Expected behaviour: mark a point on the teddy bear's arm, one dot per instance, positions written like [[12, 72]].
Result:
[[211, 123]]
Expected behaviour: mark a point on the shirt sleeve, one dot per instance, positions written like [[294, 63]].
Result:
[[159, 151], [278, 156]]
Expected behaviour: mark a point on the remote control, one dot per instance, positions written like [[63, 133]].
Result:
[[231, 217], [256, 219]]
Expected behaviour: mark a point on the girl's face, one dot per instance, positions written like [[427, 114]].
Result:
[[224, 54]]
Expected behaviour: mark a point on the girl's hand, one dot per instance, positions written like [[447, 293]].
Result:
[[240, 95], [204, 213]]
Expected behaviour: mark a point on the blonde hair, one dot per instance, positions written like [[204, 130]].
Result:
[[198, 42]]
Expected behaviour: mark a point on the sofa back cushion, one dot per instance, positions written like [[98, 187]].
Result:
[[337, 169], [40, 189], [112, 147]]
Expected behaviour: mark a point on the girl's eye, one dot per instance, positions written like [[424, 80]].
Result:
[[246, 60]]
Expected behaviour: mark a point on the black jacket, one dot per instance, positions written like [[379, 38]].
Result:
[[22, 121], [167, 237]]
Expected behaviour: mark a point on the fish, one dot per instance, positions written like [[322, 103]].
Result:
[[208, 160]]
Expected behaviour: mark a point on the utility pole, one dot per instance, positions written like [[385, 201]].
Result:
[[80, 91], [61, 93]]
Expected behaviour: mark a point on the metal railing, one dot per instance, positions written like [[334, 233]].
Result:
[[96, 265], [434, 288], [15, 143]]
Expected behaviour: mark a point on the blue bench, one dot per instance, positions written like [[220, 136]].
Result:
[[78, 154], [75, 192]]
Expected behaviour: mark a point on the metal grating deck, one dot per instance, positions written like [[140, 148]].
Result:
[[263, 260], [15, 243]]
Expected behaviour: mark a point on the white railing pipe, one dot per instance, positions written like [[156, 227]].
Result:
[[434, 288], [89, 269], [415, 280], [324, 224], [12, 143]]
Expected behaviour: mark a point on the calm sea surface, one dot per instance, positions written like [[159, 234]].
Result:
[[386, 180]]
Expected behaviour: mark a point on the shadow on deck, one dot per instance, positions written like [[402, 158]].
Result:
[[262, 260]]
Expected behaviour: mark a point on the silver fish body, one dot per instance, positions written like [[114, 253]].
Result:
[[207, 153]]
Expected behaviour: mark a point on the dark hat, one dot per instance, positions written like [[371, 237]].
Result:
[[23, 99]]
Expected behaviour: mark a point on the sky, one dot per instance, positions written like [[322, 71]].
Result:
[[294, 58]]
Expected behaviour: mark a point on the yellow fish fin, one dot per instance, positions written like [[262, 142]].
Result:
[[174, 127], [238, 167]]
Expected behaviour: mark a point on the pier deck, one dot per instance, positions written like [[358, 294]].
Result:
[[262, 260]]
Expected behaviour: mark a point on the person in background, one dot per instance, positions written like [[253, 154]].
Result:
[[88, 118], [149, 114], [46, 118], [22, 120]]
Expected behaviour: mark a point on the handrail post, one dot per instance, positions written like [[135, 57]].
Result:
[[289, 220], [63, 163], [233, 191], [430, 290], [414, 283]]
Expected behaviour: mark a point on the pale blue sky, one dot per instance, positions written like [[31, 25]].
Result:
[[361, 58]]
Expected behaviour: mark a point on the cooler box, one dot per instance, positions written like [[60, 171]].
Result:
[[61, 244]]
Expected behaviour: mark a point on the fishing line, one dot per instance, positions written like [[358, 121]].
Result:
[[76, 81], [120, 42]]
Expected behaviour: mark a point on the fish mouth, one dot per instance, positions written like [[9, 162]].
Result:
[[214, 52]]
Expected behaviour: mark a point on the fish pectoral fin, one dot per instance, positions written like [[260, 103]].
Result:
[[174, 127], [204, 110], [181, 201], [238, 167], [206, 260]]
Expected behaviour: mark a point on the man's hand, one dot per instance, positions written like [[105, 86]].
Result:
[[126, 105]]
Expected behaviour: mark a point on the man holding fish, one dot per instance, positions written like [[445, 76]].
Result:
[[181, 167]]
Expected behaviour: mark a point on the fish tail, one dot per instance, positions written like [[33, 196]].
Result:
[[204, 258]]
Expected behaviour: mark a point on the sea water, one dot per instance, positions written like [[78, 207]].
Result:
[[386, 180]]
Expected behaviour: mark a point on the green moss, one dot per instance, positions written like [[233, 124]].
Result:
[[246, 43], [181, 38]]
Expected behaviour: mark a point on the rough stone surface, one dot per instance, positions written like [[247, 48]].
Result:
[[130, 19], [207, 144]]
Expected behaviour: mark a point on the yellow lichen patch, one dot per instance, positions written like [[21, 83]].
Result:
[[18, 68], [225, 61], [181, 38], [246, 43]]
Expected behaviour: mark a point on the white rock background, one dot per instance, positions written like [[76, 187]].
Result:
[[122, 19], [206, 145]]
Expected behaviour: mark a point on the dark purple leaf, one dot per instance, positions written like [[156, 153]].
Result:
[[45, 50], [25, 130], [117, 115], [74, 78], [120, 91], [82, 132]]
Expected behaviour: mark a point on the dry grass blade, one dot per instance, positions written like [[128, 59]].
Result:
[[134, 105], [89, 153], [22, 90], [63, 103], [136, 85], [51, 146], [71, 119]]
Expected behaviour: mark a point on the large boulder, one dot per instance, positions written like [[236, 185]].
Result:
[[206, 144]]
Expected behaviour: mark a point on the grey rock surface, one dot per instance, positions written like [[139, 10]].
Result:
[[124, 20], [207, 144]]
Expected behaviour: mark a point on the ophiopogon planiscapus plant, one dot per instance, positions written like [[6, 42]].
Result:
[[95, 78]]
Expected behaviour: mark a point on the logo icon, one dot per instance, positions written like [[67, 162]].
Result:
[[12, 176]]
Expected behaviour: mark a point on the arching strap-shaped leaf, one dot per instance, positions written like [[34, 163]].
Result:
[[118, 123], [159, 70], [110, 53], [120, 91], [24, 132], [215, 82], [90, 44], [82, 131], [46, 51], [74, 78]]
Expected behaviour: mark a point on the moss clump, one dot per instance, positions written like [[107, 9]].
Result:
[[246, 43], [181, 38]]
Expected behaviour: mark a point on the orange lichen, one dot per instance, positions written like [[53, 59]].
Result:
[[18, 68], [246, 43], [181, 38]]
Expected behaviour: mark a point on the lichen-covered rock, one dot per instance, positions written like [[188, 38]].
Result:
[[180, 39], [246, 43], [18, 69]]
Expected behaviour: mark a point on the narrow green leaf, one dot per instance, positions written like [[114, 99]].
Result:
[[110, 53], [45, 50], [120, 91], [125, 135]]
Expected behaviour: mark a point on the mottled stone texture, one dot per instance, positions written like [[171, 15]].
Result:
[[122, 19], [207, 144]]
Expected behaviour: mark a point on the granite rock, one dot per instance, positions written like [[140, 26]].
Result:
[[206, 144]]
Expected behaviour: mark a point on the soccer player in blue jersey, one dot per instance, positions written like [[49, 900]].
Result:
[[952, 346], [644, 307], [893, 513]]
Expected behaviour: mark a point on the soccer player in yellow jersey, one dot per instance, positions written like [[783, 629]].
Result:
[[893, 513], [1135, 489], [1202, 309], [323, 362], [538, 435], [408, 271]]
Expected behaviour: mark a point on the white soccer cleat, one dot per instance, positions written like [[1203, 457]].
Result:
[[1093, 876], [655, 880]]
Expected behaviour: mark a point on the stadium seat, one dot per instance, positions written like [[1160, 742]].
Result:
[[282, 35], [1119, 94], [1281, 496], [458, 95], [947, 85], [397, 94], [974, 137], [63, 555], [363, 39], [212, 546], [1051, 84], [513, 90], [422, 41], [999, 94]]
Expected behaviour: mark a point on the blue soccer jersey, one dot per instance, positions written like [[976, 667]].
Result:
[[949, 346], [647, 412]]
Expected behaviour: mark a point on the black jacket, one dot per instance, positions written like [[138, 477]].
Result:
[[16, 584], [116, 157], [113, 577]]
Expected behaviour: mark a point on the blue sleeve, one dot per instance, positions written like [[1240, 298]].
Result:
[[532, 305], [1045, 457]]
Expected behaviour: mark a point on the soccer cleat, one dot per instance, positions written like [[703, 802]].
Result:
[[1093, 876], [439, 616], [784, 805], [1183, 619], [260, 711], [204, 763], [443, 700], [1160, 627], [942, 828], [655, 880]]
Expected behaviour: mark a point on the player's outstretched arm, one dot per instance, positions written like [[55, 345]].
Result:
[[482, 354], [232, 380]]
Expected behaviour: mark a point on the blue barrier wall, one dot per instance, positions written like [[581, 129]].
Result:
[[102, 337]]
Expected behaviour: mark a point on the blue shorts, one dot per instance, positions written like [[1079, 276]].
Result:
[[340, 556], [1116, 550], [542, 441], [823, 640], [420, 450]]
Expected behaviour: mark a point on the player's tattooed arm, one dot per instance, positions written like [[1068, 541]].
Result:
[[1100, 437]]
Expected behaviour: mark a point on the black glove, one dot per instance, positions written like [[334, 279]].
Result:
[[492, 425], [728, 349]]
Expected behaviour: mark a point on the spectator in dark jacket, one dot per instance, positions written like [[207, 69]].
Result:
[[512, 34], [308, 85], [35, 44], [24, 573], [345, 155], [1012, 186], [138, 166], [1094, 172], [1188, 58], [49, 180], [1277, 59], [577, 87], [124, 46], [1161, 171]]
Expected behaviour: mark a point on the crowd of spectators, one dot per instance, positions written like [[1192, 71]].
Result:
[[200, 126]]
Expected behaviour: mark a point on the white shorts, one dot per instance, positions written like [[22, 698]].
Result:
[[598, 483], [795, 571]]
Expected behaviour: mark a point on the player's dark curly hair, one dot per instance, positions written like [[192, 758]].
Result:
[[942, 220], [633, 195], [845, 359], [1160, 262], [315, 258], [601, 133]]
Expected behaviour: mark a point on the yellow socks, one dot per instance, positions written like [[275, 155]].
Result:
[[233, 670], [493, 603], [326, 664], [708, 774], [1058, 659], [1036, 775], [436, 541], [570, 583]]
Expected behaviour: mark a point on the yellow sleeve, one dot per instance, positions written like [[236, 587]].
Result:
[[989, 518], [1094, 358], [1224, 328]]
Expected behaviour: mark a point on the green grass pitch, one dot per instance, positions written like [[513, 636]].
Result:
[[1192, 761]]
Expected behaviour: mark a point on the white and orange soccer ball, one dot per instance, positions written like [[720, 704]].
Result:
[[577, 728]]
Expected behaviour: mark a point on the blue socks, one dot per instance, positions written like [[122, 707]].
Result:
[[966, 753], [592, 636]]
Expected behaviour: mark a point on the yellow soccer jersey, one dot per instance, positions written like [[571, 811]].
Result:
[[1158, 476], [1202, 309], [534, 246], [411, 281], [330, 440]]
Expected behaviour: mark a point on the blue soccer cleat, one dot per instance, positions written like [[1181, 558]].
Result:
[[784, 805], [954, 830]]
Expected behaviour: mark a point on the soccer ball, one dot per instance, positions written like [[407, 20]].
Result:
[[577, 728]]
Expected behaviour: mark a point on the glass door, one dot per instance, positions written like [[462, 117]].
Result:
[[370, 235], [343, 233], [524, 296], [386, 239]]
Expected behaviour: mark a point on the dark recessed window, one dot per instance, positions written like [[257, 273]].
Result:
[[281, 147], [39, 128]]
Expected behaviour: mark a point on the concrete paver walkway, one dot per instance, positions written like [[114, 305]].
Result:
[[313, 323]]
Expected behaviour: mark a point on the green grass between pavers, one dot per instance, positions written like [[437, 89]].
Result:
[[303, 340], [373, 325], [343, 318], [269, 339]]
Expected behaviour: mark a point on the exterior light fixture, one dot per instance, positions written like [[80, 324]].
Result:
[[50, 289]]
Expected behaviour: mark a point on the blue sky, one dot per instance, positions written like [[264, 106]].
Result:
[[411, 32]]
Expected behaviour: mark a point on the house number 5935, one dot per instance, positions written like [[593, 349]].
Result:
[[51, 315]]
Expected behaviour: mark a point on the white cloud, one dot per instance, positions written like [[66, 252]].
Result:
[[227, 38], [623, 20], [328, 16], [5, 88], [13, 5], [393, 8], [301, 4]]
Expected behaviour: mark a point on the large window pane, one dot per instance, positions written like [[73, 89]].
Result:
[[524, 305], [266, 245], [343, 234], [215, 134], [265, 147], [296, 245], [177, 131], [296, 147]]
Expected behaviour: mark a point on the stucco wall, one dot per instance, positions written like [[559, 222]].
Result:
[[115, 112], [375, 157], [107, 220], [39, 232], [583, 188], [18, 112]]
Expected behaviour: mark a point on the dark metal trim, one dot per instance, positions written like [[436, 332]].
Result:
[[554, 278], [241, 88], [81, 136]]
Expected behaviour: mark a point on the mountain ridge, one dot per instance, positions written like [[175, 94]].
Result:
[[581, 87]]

■ The task
Your answer should be every line above that contains the word "jersey".

■ Answer space
Expected behaviour: mark a point on the soccer player in blue jersey, one dot per instance, positions written like [[49, 900]].
Expected behaviour: mark a point on the soccer player in yellow jersey, one dot per instance, positions written like [[783, 629]].
Expected behaviour: mark a point on the blue soccer jersey, one dot per instance, positions written like [[976, 667]].
Expected behaviour: mark a point on the yellow soccer jersey, one dot per instance, positions written like [[571, 811]].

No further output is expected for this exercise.